_DIRECTIONS FOR THIS TASK_
Repeat each entry in full, exactly.

═══ DATA

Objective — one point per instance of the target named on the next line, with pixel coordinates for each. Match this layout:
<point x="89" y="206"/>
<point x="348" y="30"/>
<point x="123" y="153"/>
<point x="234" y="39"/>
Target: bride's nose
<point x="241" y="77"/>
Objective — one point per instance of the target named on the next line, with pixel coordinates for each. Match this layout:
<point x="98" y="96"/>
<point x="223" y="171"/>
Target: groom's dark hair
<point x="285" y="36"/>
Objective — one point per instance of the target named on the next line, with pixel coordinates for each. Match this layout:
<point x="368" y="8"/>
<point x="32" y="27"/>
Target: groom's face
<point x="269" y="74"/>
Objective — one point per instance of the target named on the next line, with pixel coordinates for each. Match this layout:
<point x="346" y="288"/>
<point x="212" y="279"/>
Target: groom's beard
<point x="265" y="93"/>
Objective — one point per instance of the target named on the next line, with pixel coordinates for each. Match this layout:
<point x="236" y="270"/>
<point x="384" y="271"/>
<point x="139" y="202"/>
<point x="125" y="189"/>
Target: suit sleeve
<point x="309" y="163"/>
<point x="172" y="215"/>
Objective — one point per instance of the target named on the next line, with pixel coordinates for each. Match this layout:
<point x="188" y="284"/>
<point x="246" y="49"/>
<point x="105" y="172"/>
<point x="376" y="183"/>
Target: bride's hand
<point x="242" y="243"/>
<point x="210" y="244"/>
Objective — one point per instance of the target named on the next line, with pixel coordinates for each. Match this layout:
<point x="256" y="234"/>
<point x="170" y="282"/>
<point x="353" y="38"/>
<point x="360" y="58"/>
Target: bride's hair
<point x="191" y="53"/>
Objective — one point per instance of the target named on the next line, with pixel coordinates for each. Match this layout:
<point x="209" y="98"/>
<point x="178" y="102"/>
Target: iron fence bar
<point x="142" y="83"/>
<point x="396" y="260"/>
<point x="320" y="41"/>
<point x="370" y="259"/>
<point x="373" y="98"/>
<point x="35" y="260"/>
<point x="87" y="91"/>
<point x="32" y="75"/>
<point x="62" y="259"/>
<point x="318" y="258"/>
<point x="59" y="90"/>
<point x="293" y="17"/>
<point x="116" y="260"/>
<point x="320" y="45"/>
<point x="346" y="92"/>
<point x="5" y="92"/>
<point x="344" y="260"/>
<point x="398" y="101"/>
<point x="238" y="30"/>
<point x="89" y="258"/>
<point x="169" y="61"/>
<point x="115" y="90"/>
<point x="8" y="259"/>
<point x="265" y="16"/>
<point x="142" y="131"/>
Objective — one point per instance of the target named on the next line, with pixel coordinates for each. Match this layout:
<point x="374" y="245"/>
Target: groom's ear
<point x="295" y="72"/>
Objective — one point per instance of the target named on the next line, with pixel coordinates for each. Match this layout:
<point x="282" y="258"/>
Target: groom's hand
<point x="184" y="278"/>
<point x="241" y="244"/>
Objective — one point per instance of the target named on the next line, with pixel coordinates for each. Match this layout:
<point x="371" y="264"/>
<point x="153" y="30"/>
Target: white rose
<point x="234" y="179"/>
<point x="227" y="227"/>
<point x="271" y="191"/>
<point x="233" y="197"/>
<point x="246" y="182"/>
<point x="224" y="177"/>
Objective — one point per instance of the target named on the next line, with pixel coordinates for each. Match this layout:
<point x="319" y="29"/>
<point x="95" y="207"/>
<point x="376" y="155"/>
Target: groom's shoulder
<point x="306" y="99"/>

══════

_EXERCISE RESPONSE_
Objective — one point per instance of the target named on the next line, with pixel coordinates for each. Match this layout:
<point x="89" y="206"/>
<point x="348" y="30"/>
<point x="123" y="153"/>
<point x="234" y="39"/>
Target: bride's nose
<point x="241" y="77"/>
Objective — one point per instance of the target named on the next line, with pixel coordinates for each. Match this layout:
<point x="98" y="96"/>
<point x="223" y="171"/>
Target: groom's dark hair
<point x="285" y="36"/>
Objective — one point per instance of the target named on the next line, with pixel coordinates for each. Match this layout:
<point x="368" y="8"/>
<point x="32" y="27"/>
Target: groom's face
<point x="269" y="74"/>
Objective — one point per instance of the target named on the next line, with pixel coordinates for each. Match this layout:
<point x="346" y="288"/>
<point x="212" y="279"/>
Target: groom's beard
<point x="265" y="93"/>
Objective — one point per instance of the target named on the next line, with pixel coordinates for each. Match this layout:
<point x="236" y="270"/>
<point x="384" y="271"/>
<point x="139" y="202"/>
<point x="125" y="189"/>
Target: suit sleeve
<point x="309" y="163"/>
<point x="172" y="215"/>
Objective — one point per instance of the target named on the next line, with pixel coordinates for each. Match this layout:
<point x="188" y="284"/>
<point x="246" y="49"/>
<point x="105" y="172"/>
<point x="376" y="183"/>
Target: bride's hand
<point x="242" y="243"/>
<point x="210" y="244"/>
Objective — one point per instance of the target named on the next line, with pixel coordinates for each. Match this layout:
<point x="256" y="234"/>
<point x="170" y="282"/>
<point x="353" y="38"/>
<point x="360" y="58"/>
Target: bride's hair
<point x="191" y="53"/>
Objective — one point per instance of the target named on the next line, with pixel coordinates for each. Match this layout:
<point x="209" y="98"/>
<point x="178" y="102"/>
Target: iron fence bar
<point x="142" y="83"/>
<point x="396" y="260"/>
<point x="320" y="41"/>
<point x="370" y="259"/>
<point x="373" y="98"/>
<point x="35" y="260"/>
<point x="87" y="91"/>
<point x="32" y="75"/>
<point x="62" y="259"/>
<point x="318" y="258"/>
<point x="59" y="90"/>
<point x="293" y="17"/>
<point x="116" y="260"/>
<point x="320" y="45"/>
<point x="346" y="92"/>
<point x="5" y="92"/>
<point x="344" y="260"/>
<point x="398" y="101"/>
<point x="238" y="30"/>
<point x="89" y="258"/>
<point x="169" y="61"/>
<point x="115" y="90"/>
<point x="8" y="259"/>
<point x="265" y="16"/>
<point x="142" y="131"/>
Objective — one point per instance of the target named on the next line, with pixel coordinates for each. Match this layout:
<point x="374" y="245"/>
Target: groom's ear
<point x="295" y="72"/>
Objective — one point per instance of the target named on the next line, with pixel coordinates for each. Match this layout:
<point x="282" y="258"/>
Target: groom's hand
<point x="184" y="278"/>
<point x="241" y="244"/>
Objective — one point per instance of the target named on the next line, with pixel coordinates for each. Match this layout:
<point x="371" y="264"/>
<point x="153" y="30"/>
Target: white rose
<point x="234" y="179"/>
<point x="227" y="227"/>
<point x="271" y="191"/>
<point x="233" y="197"/>
<point x="246" y="182"/>
<point x="224" y="177"/>
Objective — one point per instance of the target named on the next line, with pixel coordinates for each. Match this layout:
<point x="319" y="29"/>
<point x="95" y="207"/>
<point x="376" y="155"/>
Target: groom's shoulder
<point x="306" y="99"/>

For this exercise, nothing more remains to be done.